● **Work required**: Display each line of the records that contains the string "shirt". Matching is case-sensitive.
★ ★ ★ ★
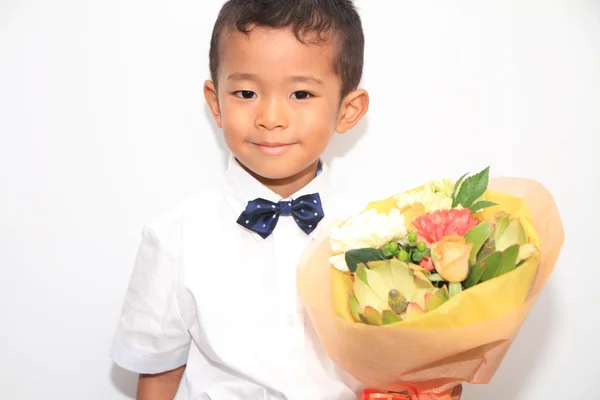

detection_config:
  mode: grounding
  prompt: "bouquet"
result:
[297,167,564,400]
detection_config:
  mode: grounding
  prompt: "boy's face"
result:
[205,26,366,185]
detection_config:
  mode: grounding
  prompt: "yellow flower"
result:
[427,178,456,197]
[431,235,473,283]
[394,181,452,213]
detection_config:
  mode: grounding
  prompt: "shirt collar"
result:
[224,155,330,240]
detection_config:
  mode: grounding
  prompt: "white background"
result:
[0,0,600,400]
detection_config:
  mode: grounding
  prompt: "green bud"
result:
[397,249,408,262]
[388,289,408,315]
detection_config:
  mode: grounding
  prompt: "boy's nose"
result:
[256,99,288,130]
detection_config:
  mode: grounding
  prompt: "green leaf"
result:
[377,247,394,259]
[465,222,494,265]
[425,293,446,311]
[382,310,402,325]
[463,263,485,289]
[365,306,383,326]
[452,172,469,208]
[480,251,503,282]
[356,265,369,285]
[411,250,423,263]
[456,167,490,207]
[469,200,498,213]
[348,294,360,320]
[496,244,519,276]
[345,247,385,272]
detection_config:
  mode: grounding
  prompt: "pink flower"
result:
[413,208,479,244]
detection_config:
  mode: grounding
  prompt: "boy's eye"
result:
[234,90,256,99]
[292,90,312,100]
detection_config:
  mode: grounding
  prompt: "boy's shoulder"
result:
[144,175,224,247]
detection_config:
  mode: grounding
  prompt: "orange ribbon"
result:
[360,386,462,400]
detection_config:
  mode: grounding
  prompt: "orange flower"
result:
[431,235,473,282]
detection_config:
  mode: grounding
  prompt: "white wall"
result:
[0,0,600,400]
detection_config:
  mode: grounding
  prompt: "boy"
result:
[111,0,369,400]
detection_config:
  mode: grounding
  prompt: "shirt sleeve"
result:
[110,227,191,374]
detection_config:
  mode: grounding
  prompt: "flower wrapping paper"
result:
[297,178,564,400]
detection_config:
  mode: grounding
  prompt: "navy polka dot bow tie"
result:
[237,193,325,239]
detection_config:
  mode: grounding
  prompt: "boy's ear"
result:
[336,89,369,133]
[204,81,223,128]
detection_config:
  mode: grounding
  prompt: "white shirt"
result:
[111,157,362,400]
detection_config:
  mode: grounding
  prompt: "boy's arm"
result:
[136,365,185,400]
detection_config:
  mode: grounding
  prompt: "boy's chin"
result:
[239,158,318,181]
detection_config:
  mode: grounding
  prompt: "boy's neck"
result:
[238,160,320,199]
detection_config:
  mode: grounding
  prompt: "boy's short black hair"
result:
★ ★ ★ ★
● **Task output**:
  prompt: "shirt collar"
  prompt: "shirt sleeve"
  prompt: "white shirt"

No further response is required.